** Opening The records block **
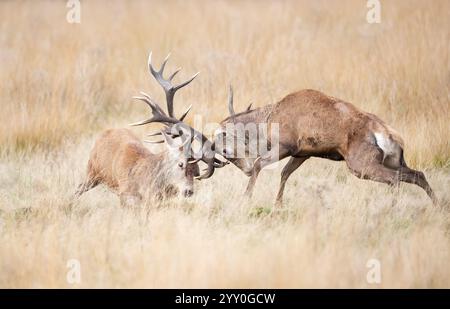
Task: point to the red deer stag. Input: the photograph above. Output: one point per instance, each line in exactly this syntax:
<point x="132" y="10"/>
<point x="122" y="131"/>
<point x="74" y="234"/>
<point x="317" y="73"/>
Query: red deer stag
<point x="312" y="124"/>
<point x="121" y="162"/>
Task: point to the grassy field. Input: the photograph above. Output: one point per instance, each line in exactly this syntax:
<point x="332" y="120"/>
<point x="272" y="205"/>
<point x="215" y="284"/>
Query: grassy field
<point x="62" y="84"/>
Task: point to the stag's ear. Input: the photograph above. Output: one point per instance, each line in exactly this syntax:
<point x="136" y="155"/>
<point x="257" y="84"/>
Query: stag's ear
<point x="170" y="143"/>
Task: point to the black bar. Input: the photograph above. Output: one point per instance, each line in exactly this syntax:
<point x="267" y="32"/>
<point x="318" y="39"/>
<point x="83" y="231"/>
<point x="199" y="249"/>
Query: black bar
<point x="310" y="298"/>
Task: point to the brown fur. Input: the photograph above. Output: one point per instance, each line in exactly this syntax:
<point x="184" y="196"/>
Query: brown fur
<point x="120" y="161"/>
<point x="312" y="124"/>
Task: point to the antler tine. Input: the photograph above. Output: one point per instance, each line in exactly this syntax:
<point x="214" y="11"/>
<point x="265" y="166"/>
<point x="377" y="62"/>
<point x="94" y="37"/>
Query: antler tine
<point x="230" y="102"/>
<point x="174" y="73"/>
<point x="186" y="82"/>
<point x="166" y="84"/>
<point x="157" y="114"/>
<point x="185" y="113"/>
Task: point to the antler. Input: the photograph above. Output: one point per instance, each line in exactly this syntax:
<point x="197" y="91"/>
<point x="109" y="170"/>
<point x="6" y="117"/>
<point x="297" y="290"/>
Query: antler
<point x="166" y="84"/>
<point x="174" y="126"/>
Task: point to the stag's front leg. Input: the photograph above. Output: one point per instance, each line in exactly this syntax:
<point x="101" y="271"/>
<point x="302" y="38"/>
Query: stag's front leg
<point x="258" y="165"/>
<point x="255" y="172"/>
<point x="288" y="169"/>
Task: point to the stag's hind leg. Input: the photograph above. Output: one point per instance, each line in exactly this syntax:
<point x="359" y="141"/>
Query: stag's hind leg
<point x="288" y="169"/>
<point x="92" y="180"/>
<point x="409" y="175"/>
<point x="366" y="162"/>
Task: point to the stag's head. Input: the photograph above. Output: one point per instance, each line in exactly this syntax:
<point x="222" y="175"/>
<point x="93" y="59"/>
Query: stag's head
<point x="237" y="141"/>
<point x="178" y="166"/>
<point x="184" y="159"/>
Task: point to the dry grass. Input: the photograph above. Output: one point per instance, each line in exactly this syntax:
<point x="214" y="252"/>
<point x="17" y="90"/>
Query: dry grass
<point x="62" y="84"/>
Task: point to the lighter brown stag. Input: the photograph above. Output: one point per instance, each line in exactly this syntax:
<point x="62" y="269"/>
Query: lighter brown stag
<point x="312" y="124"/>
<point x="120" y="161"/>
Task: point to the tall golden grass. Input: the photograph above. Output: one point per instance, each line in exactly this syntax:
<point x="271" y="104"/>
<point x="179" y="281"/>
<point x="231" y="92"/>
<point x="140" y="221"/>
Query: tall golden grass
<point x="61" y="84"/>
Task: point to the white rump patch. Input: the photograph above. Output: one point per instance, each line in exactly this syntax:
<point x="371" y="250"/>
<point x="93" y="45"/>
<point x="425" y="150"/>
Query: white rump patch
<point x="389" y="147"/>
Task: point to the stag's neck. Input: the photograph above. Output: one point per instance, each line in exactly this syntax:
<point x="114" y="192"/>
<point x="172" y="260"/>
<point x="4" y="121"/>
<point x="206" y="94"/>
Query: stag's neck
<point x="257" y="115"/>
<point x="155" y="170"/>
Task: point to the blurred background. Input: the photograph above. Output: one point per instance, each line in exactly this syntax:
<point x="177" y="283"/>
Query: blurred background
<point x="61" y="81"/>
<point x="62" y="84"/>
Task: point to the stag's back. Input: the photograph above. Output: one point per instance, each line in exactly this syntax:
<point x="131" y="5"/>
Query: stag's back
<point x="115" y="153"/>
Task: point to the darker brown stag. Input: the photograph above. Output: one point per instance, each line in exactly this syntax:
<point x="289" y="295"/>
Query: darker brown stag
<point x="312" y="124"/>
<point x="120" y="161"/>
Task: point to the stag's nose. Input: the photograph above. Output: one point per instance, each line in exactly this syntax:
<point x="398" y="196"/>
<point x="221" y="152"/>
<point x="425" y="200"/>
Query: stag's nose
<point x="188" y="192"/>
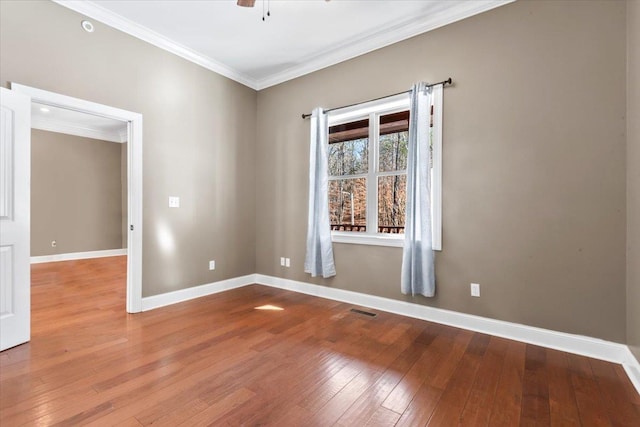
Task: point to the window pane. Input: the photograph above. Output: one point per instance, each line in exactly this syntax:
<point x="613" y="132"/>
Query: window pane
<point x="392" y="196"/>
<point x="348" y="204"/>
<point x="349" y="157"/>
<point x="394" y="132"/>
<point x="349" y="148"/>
** Closing The records block **
Problem statement: Could you give all of the data again exactly as written, omitting any pictures?

Solution to this task:
Task: point to the red deer stag. Input: the photograph above. Output: one point per instance, each line in exactly this syntax:
<point x="132" y="10"/>
<point x="122" y="131"/>
<point x="74" y="234"/>
<point x="317" y="73"/>
Query: red deer stag
<point x="312" y="124"/>
<point x="121" y="162"/>
Task: point to the grassy field. Input: the photograph above. Output: one point per instance, each line in exactly this syntax:
<point x="332" y="120"/>
<point x="272" y="205"/>
<point x="215" y="284"/>
Query: grassy field
<point x="62" y="84"/>
Task: point to the stag's ear. Input: the photograph above. Output: one point per instance, each line in exactly this syntax:
<point x="136" y="155"/>
<point x="257" y="84"/>
Query: stag's ear
<point x="170" y="143"/>
Task: point to the black bar. Input: the photograph above. Output: one point per instance, each line in exactly this syntax:
<point x="267" y="32"/>
<point x="318" y="39"/>
<point x="83" y="231"/>
<point x="199" y="249"/>
Query: black bar
<point x="310" y="298"/>
Task: point to the brown fur. Input: the photograph above. Output: one point per instance, each line in exactly this syntax:
<point x="184" y="196"/>
Query: brown fur
<point x="120" y="161"/>
<point x="312" y="124"/>
Task: point to the antler tine. Input: the photograph above. Output: one point per instance, each line in exactly this syntax:
<point x="214" y="11"/>
<point x="265" y="166"/>
<point x="377" y="62"/>
<point x="94" y="37"/>
Query: antler tine
<point x="230" y="102"/>
<point x="174" y="73"/>
<point x="186" y="82"/>
<point x="166" y="84"/>
<point x="157" y="114"/>
<point x="185" y="113"/>
Task: point to the antler. Input: the photograph above. Output: one point per instance, each line in exactly this syntax:
<point x="197" y="91"/>
<point x="109" y="170"/>
<point x="6" y="117"/>
<point x="297" y="290"/>
Query: antler
<point x="166" y="84"/>
<point x="174" y="126"/>
Task: point to the stag's front leg. Input: the photograph above. Output: one point per instance, each line in exactly this syntax:
<point x="101" y="271"/>
<point x="302" y="38"/>
Query: stag's front leg
<point x="258" y="165"/>
<point x="255" y="172"/>
<point x="288" y="169"/>
Task: point to the stag's hind leg. Input: the photograph above. Output: one point per instance, each line in exactly this syntax:
<point x="359" y="141"/>
Query: stag's hind leg
<point x="288" y="169"/>
<point x="92" y="180"/>
<point x="409" y="175"/>
<point x="366" y="162"/>
Task: point to the stag's head. Input: the photograph above. Output: one point per instance, each line in exactly this syntax:
<point x="222" y="175"/>
<point x="93" y="59"/>
Query: stag's head
<point x="237" y="141"/>
<point x="178" y="166"/>
<point x="184" y="159"/>
Task: point to the dry grass. Input: the photograph above. Output: one point per instance, each line in exactly this syntax:
<point x="214" y="252"/>
<point x="17" y="90"/>
Query: dry grass
<point x="62" y="84"/>
Task: point to the lighter brown stag. Input: the photograph above. Output: one point per instance, each line in exactly this syntax:
<point x="62" y="269"/>
Query: lighter brown stag
<point x="312" y="124"/>
<point x="120" y="161"/>
Task: point to the tall golden grass. Input: the photograph above. Output: one point per instance, each line in exactly this syntax:
<point x="271" y="104"/>
<point x="179" y="281"/>
<point x="231" y="92"/>
<point x="140" y="221"/>
Query: tall golden grass
<point x="61" y="84"/>
Task: point to the white rump patch. Input: the photograph above. Output: one point per instance, each line in exactly this syntax:
<point x="371" y="250"/>
<point x="93" y="45"/>
<point x="425" y="150"/>
Query: white rump patch
<point x="389" y="147"/>
Task: point to the stag's neck. Input: the photograph above. Output: one point per instance, each line in exactly this syntax:
<point x="114" y="192"/>
<point x="172" y="260"/>
<point x="4" y="121"/>
<point x="206" y="94"/>
Query: stag's neck
<point x="257" y="115"/>
<point x="155" y="170"/>
Task: point to the blurred background. Input: the photograph above. Output: one point per instance, each line in exactly this syntax:
<point x="177" y="283"/>
Query: blurred background
<point x="61" y="81"/>
<point x="62" y="84"/>
Task: point to the stag's back. Input: the photograph above. Output: one point per instance, each line in exactly this syntax:
<point x="131" y="5"/>
Query: stag's back
<point x="115" y="153"/>
Task: point to the darker brown stag. Input: the photograph above. Output: one point per instance, each line in exactly this syntax:
<point x="289" y="295"/>
Query: darker brown stag
<point x="312" y="124"/>
<point x="120" y="161"/>
Task: point to the stag's nose. Input: the photograph above. Output: one point per instance, each line in exactly this syntax:
<point x="398" y="196"/>
<point x="221" y="152"/>
<point x="425" y="200"/>
Query: stag's nose
<point x="188" y="192"/>
Task: point to the window pane. Input: the photograph above. Output: one point per instance, each line in exactly this syntax:
<point x="613" y="132"/>
Query: window pane
<point x="392" y="196"/>
<point x="348" y="204"/>
<point x="349" y="157"/>
<point x="394" y="132"/>
<point x="349" y="148"/>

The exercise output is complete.